◆ FRAGMENT:
++++++++++
Voorts neemt het College in aanmerking dat het, zoals ook schriftelijk en ter zitting bij het College door HPA bevestigd, om een hardnekkig onkruid gaat en appellante overtuigend heeft betoogd dat zij zich inspanningen heeft getroost om de besmetting terug te dringen, waarbij de bestrijding bemoeilijkt wordt door de aanwezigheid van met knolcyperus besmette sloot en grond van het waterschap, terwijl niet valt in te zien dat appellante er zelf, vanwege de teeltverboden, niet alle belang bij zou hebben de bestrijding actief ter hand te nemen.
Het College acht het beroep – voorzover het betreft de boetes in verband met overtreding van artikel 4, eerste lid, onder d, van de verordening – dan ook gegrond, nu het College, gelet op het voorgaande, onvoldoende bewezen acht dat appellante het tenlastegelegde feit heeft begaan.
5.3 Het College komt tot de volgende slotsom.
++++++++++
◆ VEREISTEN:
A: Vertaal deze zin uit het fragment in het Engels: "Het College acht het beroep – voorzover het betreft de boetes in verband met overtreding van artikel 4, eerste lid, onder d, van de verordening – dan ook gegrond, nu het College, gelet op het voorgaande, onvoldoende bewezen acht dat appellante het tenlastegelegde feit heeft begaan."
B: Zet alleen de records, beginnend bij de regel met "Ground double yellow" en doorlopend tot en met de regel met "[[399, 194, 508, 384]]", graag om in een CSV met twee kolommen, verzoek en antwoord, met per verzoek één rij. Plaats de tekst en het antwoord elk in één veld tussen aanhalingstekens en vervang regeleinden door spaties.
Het fragment en de records staan volledig los van elkaar.
++++++++++
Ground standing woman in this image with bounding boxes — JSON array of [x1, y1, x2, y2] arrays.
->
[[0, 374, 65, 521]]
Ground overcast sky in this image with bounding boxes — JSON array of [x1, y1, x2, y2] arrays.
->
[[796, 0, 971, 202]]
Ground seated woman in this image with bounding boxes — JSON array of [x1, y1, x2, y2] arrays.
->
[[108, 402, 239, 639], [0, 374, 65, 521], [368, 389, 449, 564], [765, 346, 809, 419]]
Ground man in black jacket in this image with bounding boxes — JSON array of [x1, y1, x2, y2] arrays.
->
++++++++++
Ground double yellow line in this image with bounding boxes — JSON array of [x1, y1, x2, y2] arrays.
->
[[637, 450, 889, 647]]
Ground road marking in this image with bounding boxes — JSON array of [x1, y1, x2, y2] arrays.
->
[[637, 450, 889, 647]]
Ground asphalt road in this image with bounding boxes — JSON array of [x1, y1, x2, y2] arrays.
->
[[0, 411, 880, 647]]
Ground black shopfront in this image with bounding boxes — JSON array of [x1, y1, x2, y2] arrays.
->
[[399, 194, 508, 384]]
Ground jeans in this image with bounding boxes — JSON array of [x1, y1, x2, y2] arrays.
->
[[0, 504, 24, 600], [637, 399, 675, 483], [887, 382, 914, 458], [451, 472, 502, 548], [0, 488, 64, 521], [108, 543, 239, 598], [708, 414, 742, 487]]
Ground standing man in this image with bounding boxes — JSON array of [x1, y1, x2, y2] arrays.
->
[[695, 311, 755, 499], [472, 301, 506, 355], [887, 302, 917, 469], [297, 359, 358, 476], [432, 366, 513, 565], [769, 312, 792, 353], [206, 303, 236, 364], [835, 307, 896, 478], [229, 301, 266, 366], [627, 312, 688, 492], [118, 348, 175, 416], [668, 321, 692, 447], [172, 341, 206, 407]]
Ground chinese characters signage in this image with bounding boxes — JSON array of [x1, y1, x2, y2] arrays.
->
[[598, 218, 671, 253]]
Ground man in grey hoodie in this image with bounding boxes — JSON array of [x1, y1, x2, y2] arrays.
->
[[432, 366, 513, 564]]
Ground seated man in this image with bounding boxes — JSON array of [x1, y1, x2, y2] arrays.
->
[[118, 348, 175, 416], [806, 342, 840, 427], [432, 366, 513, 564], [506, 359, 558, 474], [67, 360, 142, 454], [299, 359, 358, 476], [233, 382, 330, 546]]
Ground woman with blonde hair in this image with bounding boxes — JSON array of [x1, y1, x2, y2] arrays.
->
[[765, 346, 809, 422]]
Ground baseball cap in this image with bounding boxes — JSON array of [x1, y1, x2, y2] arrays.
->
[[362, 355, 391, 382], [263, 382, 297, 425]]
++++++++++
◆ ANTWOORDENLIJST:
A: The Board therefore holds the appeal – insofar as it concerns the fines in connection with violation of Article 4, first paragraph, under d, of the regulation – to be well-founded, since the Board, in view of the foregoing, considers it insufficiently proven that the appellant committed the offense charged.

B:
verzoek,antwoord
"Ground double yellow line in this image with bounding boxes — JSON array of [x1, y1, x2, y2] arrays. ->","[[637, 450, 889, 647]]"
"Ground road marking in this image with bounding boxes — JSON array of [x1, y1, x2, y2] arrays. ->","[[637, 450, 889, 647]]"
"Ground asphalt road in this image with bounding boxes — JSON array of [x1, y1, x2, y2] arrays. ->","[[0, 411, 880, 647]]"
"Ground black shopfront in this image with bounding boxes — JSON array of [x1, y1, x2, y2] arrays. ->","[[399, 194, 508, 384]]"